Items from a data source
-*-*-

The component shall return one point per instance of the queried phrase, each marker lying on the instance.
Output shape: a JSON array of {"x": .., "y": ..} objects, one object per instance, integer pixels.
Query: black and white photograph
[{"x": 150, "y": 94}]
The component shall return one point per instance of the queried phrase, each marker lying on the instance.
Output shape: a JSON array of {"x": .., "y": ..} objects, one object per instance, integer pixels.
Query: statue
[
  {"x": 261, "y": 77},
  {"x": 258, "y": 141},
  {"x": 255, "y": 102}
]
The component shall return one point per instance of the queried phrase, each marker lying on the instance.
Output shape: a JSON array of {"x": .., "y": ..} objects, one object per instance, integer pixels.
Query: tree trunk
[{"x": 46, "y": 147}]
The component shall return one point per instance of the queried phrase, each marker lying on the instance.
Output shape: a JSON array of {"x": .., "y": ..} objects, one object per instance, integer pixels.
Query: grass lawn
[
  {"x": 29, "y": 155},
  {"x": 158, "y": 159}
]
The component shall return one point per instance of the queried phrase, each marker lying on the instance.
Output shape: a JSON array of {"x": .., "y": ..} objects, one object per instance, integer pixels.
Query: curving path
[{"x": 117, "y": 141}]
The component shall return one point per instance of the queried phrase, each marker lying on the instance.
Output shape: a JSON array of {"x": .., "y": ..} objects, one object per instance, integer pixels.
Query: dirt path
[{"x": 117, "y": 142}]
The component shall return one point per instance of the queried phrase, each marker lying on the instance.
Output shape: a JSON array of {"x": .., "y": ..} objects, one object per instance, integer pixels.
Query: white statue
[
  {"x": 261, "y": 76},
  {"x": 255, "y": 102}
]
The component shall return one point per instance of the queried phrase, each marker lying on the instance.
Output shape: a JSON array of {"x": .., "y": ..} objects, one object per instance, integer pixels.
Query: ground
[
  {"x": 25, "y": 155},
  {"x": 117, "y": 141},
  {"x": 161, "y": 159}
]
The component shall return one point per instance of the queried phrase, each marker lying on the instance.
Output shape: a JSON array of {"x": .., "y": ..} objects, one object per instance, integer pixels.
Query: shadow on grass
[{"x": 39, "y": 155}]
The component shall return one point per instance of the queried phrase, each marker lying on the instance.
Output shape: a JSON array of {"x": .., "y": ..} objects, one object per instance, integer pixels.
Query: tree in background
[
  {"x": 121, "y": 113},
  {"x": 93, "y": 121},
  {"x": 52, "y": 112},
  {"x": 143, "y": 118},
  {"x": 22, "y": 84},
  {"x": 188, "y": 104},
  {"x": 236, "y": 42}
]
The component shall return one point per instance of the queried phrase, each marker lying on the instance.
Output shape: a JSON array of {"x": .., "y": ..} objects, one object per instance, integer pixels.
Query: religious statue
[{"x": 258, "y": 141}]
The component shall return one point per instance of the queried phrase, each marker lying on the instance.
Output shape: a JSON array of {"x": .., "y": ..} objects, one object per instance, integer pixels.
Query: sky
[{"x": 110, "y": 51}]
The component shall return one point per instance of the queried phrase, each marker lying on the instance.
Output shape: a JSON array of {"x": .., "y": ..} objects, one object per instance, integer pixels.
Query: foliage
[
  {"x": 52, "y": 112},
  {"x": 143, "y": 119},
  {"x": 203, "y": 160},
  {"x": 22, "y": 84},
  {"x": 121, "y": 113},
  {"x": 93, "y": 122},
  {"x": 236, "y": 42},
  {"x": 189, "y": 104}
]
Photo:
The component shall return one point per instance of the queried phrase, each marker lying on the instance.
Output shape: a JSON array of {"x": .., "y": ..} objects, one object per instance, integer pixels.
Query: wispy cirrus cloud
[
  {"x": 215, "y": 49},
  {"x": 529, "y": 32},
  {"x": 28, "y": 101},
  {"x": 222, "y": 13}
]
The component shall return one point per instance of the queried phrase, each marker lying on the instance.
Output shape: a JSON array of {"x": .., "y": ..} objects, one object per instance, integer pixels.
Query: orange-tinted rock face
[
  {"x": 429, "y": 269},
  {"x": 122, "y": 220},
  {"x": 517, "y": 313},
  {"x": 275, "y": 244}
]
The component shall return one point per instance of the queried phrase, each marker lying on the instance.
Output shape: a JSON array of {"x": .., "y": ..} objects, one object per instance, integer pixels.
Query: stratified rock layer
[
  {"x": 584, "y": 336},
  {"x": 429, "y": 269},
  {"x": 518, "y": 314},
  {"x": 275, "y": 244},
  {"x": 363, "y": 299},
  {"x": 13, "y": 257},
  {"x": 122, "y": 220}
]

-*-*-

Problem requirements
All of the lines above are to be restated word for word.

Written answer
The component shall return one point per instance of the queried phrase, each marker lying on the instance.
Output shape: a JSON array of {"x": .., "y": ..} objects, one object per instance, integer pixels.
Query: black and white photograph
[{"x": 150, "y": 94}]
The component shall return one point per instance of the queried phrase, each marker lying on the instance.
Output shape: a JSON array of {"x": .., "y": ..} objects, one object per instance, integer pixels.
Query: statue
[
  {"x": 261, "y": 77},
  {"x": 258, "y": 141},
  {"x": 255, "y": 102}
]
The component shall return one point per instance of the queried phrase, each marker lying on the instance.
Output shape: a JSON array of {"x": .., "y": ..} objects, one object per instance, integer pixels.
Query: tree trunk
[{"x": 46, "y": 147}]
The component shall return one point per instance of the queried phrase, each marker lying on the instance.
Output shape: a JSON array of {"x": .., "y": ..} objects, one object per instance, integer pixels.
Query: grass lawn
[
  {"x": 29, "y": 155},
  {"x": 158, "y": 159}
]
The component shall return one point per instance of the queried phrase, each marker lying on the instance.
Output shape: a JSON array of {"x": .., "y": ..} objects, one object per instance, integer pixels.
Query: curving path
[{"x": 117, "y": 141}]
The component shall return one point per instance of the queried phrase, each marker lying on the instance.
Output shape: a JSON array of {"x": .., "y": ..} objects, one object per instance, integer pixels.
Query: dirt path
[{"x": 117, "y": 142}]
The component shall return one point per instance of the queried phrase, each marker lying on the instance.
Output shape: a JSON array of {"x": .., "y": ..} objects, one object per instance, integer pixels.
Query: white statue
[
  {"x": 261, "y": 76},
  {"x": 255, "y": 102}
]
The component shall return one point per instance of the queried phrase, each marker lying on the instance.
Output shape: a JSON array of {"x": .., "y": ..} objects, one object per instance, integer pixels.
Query: ground
[
  {"x": 25, "y": 155},
  {"x": 117, "y": 141},
  {"x": 161, "y": 159}
]
The component shall return one point per instance of the queried phrase, each marker lying on the instance.
Output shape: a JSON array of {"x": .., "y": ..} objects, one object per instance, integer pixels.
Query: shadow on grass
[{"x": 39, "y": 155}]
The component shall return one point per instance of the queried phrase, each marker lying on the instance.
Output shape: a JSON array of {"x": .., "y": ..} objects, one object per instance, integer pixels.
Query: tree in background
[
  {"x": 121, "y": 113},
  {"x": 93, "y": 121},
  {"x": 52, "y": 112},
  {"x": 143, "y": 118},
  {"x": 22, "y": 84},
  {"x": 188, "y": 104},
  {"x": 236, "y": 42}
]
The component shall return one point per instance of the queried phrase, each marker lying on the instance.
Output shape: a JSON array of {"x": .., "y": ..} objects, one object per instance, integer pixels.
Query: religious statue
[{"x": 258, "y": 141}]
The component shall return one point per instance of the queried phrase, each marker lying on the instance.
Output shape: a JSON array of {"x": .., "y": ..} objects, one object per instance, integer pixels.
Query: sky
[{"x": 110, "y": 51}]
The component shall return one point per instance of the queried phrase, each marker lying on the instance.
Output shape: a JSON array of {"x": .., "y": ..} objects, one object per instance, integer pixels.
Query: foliage
[
  {"x": 52, "y": 112},
  {"x": 143, "y": 119},
  {"x": 203, "y": 160},
  {"x": 22, "y": 84},
  {"x": 121, "y": 113},
  {"x": 93, "y": 122},
  {"x": 236, "y": 42},
  {"x": 189, "y": 104}
]
Photo:
The component shall return one point per instance of the queried phrase, each marker lying on the instance.
Output shape: a JSON array of {"x": .., "y": ..} objects, one object per instance, integer pixels.
Query: wispy cirrus cloud
[
  {"x": 215, "y": 49},
  {"x": 529, "y": 32},
  {"x": 28, "y": 101},
  {"x": 222, "y": 13}
]
The component shall return one point per instance of the queried phrase, each marker lying on the instance.
Output shape: a JSON array of {"x": .., "y": ..} objects, one object per instance, integer pixels.
Query: orange-tinted rock face
[
  {"x": 429, "y": 269},
  {"x": 122, "y": 220},
  {"x": 517, "y": 313},
  {"x": 275, "y": 244}
]
The component shall return one point per instance of the queried phrase, each marker lying on the instance.
Output shape: a JSON array of {"x": .., "y": ..} objects, one object per instance, integer pixels.
Query: stratified rock layer
[
  {"x": 584, "y": 336},
  {"x": 429, "y": 269},
  {"x": 518, "y": 314},
  {"x": 275, "y": 244},
  {"x": 363, "y": 299},
  {"x": 13, "y": 257},
  {"x": 122, "y": 220}
]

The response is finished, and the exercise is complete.